Study questions.
A - Answer these questions using the PubMed page on camalexin biosynthesis below, with each answer marked like its question.
(i) Which enantiomer of dihydrocamalexic acid did recombinant CYP71B15 expressed in yeast convert preferentially?
(ii) How many hours after silver nitrate spraying were the rosette leaves extracted for the LC-MS analysis shown in Figure 2?
(iii) In Figure 4, which symbol marks the (R)-enantiomer?
B - Reproduce the PubMed page on camalexin biosynthesis below word for word, from "LC-MS analysis of" up to and including "MS spectrometry (C).".
═════ Text block
CYP71B15 (PAD3) catalyzes the final step in camalexin biosynthesis - PubMed (original) (raw)
CYP71B15 (PAD3) catalyzes the final step in camalexin biosynthesis
Regina Schuhegger et al. Plant Physiol. 2006 Aug.
Erratum in
- Plant Physiol. 2007 Nov;145(3):1086
Abstract
Camalexin represents the main phytoalexin in Arabidopsis (Arabidopsis thaliana). The camalexin-deficient phytoalexin deficient 3 (pad3) mutant has been widely used to assess the biological role of camalexin, although the exact substrate of the cytochrome P450 enzyme 71B15 encoded by PAD3 remained elusive. 2-(Indol-3-yl)-4,5-dihydro-1,3-thiazole-4-carboxylic acid (dihydrocamalexic acid) was identified as likely intermediate in camalexin biosynthesis downstream of indole-3-acetaldoxime, as it accumulated in leaves of silver nitrate-induced pad3 mutant plants and it complemented the camalexin-deficient phenotype of a cyp79b2/cyp79b3 double-knockout mutant. Recombinant CYP71B15 heterologously expressed in yeast catalyzed the conversion of dihydrocamalexic acid to camalexin with preference of the (S)-enantiomer. Arabidopsis microsomes isolated from leaves of CYP71B15-overexpressing and induced wild-type plants were capable of the same reaction but not microsomes from induced leaves of pad3 mutants. In conclusion, CYP71B15 catalyzes the final step in camalexin biosynthesis.
Figures
Figure 1.
The camalexin biosynthetic pathway. Cys-R, Cys or Cys derivative.
Figure 2.
LC-MS analysis of dihydrocamalexic acid in methanol extracts of rosette leaves of pad3 and wild-type plants 18 h after silver nitrate spraying. A and B, Extracted ion chromatogram (m/z = 247) of wild type (A) and pad3 mutants (B) leaf extract is shown. C, Dihydrocamalexic acid standard. One of three independent experiments with comparable results is presented.
Figure 3.
Analysis of CYP71B15 activity. A, HPLC profile with fluorescence detection after enzymatic conversion of (S)_-_dihydrocamalexic acid to camalexin by microsomes from yeast expressing CYP71B15 in the presence and absence of NADPH, or from yeast vector control (with NADPH). The product identity was confirmed by UV spectroscopy (B) and electron ionization MS spectrometry (C).
Figure 4.
Kinetic properties of CYP71B15. The conversion of the (S)- and (R)-enantiomer of dihydrocamalexic acid to camalexin by microsomes of yeast expressing CYP71B15 (A) and Arabidopsis (B) was determined for different substrate concentrations. Substrate turnover (pmol mg−1 min−1) is plotted against substrate concentration (μ
m
). Squares, (S)-enantiomer; circles, (R)-enantiomer.
Figure 5.
══════════
═════ Data under study
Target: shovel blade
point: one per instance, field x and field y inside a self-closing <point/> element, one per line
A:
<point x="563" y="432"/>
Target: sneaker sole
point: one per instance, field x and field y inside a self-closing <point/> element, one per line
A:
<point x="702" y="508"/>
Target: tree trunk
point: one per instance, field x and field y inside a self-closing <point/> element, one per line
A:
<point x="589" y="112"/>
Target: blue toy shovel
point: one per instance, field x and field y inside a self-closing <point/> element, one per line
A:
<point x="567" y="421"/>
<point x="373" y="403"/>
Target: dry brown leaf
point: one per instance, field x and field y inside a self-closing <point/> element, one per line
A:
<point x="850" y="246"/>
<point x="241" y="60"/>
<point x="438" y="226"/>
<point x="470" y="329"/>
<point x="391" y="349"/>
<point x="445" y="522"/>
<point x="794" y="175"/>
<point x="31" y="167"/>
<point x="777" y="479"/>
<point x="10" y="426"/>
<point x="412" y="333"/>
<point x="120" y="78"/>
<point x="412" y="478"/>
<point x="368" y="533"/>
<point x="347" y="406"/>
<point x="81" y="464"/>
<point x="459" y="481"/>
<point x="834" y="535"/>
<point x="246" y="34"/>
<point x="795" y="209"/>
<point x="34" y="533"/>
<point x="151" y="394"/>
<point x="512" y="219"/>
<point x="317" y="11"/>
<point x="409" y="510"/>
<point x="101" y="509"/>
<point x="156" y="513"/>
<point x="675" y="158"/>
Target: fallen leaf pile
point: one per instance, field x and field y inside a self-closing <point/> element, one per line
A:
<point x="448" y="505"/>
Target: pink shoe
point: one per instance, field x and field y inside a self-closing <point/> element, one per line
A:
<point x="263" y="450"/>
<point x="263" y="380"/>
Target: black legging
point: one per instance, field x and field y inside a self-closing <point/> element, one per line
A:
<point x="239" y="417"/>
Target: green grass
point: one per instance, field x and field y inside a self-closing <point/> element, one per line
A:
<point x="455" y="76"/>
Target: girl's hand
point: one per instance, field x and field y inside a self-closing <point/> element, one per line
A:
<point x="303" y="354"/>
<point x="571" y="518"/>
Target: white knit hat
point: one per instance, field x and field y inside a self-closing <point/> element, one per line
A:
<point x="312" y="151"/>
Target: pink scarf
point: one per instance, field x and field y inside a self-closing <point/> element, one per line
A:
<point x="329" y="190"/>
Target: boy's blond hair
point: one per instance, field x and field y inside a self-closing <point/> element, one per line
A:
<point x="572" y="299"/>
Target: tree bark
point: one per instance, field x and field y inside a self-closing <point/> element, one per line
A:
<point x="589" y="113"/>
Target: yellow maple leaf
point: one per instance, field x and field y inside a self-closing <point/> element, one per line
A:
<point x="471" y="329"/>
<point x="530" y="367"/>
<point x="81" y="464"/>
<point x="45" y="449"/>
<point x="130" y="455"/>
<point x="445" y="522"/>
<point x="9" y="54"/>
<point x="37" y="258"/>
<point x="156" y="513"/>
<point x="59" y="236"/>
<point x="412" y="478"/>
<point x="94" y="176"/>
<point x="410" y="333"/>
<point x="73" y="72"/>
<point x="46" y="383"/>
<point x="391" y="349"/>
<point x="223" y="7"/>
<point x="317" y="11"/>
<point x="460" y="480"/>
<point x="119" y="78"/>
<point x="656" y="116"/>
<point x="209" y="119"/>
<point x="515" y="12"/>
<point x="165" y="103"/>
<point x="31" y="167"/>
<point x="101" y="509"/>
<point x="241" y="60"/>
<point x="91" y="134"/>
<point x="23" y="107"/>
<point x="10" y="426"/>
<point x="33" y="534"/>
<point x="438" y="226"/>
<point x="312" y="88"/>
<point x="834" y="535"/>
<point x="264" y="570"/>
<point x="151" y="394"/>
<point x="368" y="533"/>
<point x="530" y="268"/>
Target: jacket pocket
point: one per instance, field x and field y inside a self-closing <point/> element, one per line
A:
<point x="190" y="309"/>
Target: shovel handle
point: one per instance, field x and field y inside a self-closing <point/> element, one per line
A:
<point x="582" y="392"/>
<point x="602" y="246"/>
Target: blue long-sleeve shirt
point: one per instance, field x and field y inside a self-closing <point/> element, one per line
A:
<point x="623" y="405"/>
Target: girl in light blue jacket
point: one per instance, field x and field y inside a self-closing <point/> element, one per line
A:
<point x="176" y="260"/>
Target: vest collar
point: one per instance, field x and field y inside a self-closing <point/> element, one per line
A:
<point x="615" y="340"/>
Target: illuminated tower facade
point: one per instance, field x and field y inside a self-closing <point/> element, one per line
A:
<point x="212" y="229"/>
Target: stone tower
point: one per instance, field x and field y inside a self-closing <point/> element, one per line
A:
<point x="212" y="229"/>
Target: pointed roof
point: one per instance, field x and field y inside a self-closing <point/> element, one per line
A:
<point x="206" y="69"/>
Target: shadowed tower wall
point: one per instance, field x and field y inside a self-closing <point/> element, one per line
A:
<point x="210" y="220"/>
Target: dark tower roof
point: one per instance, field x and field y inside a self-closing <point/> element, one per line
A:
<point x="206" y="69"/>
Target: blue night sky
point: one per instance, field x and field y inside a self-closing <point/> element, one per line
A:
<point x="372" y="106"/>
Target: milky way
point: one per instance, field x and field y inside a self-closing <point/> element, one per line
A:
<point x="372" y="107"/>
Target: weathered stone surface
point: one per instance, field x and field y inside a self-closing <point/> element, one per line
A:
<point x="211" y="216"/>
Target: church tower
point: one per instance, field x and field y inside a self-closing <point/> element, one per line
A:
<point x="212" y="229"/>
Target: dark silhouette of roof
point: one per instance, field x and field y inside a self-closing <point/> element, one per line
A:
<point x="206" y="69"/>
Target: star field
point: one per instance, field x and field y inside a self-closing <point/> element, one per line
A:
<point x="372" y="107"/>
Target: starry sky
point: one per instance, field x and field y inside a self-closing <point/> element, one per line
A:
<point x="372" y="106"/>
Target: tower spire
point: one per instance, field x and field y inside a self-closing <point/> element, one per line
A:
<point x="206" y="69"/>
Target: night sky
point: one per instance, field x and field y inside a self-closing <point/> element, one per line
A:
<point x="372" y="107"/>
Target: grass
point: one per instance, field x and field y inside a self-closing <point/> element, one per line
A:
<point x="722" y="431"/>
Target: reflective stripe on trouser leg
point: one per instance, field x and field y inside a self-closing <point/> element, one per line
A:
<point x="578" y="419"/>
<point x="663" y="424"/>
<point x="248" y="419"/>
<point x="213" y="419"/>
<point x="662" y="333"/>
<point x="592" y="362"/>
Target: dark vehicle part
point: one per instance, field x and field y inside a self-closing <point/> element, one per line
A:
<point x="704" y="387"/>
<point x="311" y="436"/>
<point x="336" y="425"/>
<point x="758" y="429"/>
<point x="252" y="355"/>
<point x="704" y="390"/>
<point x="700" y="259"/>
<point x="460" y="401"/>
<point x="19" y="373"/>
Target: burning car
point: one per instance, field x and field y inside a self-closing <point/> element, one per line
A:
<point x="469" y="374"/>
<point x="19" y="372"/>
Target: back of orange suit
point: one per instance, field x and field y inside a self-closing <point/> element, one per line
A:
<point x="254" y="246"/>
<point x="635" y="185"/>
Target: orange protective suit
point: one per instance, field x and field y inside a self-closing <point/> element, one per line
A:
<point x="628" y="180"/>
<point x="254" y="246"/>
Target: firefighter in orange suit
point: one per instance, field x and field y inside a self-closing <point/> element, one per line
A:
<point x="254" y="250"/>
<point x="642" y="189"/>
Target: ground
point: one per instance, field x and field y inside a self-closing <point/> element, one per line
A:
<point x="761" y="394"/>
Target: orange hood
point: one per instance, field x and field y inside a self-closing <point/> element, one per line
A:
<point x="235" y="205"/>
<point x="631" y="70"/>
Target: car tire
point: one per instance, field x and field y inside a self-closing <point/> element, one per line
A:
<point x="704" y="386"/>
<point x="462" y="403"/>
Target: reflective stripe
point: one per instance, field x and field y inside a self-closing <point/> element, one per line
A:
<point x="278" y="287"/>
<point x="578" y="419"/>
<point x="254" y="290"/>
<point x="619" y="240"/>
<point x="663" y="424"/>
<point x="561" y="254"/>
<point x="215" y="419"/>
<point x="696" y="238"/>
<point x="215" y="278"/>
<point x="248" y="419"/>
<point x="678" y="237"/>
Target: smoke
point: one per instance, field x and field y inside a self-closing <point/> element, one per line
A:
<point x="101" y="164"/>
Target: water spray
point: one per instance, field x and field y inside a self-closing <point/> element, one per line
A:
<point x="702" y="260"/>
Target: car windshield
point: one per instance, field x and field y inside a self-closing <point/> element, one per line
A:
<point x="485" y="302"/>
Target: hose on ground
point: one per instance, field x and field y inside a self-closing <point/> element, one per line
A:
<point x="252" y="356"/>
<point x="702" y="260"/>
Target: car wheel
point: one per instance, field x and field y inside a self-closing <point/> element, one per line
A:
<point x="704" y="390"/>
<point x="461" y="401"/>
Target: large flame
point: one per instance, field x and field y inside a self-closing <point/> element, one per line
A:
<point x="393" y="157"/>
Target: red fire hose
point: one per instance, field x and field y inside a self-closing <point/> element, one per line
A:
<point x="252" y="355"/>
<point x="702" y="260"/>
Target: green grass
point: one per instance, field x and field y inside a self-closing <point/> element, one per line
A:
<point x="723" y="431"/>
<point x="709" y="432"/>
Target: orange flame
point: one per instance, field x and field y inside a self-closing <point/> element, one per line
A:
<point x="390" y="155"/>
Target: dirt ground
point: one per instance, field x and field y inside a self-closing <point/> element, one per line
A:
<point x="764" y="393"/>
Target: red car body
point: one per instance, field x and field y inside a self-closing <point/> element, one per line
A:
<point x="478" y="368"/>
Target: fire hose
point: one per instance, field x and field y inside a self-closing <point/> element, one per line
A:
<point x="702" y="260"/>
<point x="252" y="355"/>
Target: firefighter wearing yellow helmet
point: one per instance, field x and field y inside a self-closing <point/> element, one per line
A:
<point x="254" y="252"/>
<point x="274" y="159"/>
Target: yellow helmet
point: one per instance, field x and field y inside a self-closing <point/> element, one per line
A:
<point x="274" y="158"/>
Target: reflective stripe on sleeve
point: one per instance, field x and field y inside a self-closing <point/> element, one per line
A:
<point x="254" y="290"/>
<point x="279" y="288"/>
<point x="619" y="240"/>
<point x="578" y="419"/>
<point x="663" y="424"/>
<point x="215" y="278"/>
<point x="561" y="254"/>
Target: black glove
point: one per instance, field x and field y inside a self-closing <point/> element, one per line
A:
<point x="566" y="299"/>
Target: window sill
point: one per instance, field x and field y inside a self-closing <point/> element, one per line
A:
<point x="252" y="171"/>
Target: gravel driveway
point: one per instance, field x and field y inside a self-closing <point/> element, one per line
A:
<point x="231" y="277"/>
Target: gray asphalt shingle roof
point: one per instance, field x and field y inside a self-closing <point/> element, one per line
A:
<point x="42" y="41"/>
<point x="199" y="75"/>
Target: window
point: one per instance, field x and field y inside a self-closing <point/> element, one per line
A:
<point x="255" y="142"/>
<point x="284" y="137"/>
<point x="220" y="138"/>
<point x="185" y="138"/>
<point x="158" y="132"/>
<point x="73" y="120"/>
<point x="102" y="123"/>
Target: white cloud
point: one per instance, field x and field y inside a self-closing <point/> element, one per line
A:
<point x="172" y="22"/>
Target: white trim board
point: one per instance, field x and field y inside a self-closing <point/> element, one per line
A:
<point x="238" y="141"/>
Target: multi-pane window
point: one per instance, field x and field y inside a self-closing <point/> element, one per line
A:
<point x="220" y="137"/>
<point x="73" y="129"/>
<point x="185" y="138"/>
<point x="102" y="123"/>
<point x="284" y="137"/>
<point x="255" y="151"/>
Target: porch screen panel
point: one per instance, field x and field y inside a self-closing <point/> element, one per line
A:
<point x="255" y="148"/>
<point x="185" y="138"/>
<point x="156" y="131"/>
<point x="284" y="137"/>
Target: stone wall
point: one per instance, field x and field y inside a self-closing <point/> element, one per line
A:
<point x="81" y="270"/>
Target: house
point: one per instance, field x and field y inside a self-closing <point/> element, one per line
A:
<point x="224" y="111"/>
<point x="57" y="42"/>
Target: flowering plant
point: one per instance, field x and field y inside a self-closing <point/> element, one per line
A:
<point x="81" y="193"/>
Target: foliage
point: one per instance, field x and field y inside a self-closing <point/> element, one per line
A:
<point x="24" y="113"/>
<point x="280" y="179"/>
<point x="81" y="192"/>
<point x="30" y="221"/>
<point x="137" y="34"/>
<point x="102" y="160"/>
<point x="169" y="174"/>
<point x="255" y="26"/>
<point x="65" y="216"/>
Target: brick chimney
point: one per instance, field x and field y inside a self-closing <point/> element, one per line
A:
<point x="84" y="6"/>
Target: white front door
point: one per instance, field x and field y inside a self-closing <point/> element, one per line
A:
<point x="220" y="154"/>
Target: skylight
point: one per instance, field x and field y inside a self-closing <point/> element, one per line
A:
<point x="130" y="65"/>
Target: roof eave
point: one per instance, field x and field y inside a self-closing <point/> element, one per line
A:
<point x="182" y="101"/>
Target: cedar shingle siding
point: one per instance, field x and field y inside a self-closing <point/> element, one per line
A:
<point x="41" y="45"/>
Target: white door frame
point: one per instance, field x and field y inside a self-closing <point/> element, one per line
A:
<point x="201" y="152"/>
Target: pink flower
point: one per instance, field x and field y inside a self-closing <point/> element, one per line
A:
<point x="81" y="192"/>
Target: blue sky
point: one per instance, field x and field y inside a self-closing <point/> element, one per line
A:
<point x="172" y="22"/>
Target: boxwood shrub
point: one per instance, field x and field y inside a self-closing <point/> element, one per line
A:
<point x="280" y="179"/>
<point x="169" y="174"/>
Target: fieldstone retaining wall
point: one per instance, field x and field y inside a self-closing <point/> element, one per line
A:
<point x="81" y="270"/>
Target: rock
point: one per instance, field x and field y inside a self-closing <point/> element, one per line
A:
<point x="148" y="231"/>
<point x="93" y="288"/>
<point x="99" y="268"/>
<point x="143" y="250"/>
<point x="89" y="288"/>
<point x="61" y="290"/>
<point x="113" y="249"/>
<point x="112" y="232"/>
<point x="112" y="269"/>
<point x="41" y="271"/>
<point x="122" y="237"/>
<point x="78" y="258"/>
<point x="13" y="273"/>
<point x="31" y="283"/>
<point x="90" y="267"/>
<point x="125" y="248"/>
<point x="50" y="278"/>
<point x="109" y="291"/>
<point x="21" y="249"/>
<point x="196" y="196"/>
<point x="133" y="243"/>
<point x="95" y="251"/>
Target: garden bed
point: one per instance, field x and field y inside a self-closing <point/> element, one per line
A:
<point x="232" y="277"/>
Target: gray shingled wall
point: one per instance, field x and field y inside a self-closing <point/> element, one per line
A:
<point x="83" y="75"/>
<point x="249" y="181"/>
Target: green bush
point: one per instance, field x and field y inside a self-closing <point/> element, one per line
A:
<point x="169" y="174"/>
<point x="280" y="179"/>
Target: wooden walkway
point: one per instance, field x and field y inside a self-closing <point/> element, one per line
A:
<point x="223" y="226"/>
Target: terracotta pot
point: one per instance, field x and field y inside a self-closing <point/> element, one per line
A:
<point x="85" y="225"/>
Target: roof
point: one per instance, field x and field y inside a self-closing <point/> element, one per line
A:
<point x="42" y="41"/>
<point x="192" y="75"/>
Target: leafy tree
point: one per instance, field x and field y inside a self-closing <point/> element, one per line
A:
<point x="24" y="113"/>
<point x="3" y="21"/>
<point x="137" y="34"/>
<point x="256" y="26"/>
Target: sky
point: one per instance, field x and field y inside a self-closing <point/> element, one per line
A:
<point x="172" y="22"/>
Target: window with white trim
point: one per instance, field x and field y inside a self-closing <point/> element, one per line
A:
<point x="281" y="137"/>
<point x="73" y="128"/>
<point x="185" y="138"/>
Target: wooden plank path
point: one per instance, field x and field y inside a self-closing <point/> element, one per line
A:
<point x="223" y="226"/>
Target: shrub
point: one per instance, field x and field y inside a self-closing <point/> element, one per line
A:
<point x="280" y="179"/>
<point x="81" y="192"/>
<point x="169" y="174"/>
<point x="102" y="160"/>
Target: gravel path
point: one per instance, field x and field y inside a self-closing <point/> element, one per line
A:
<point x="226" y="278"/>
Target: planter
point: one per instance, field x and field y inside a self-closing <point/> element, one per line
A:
══════════
Results.
A -
(i) The (S)-enantiomer.
(ii) 18 hours.
(iii) Circles.

B -
LC-MS analysis of dihydrocamalexic acid in methanol extracts of rosette leaves of pad3 and wild-type plants 18 h after silver nitrate spraying. A and B, Extracted ion chromatogram (m/z = 247) of wild type (A) and pad3 mutants (B) leaf extract is shown. C, Dihydrocamalexic acid standard. One of three independent experiments with comparable results is presented.
Figure 3.
Analysis of CYP71B15 activity. A, HPLC profile with fluorescence detection after enzymatic conversion of (S)_-_dihydrocamalexic acid to camalexin by microsomes from yeast expressing CYP71B15 in the presence and absence of NADPH, or from yeast vector control (with NADPH). The product identity was confirmed by UV spectroscopy (B) and electron ionization MS spectrometry (C).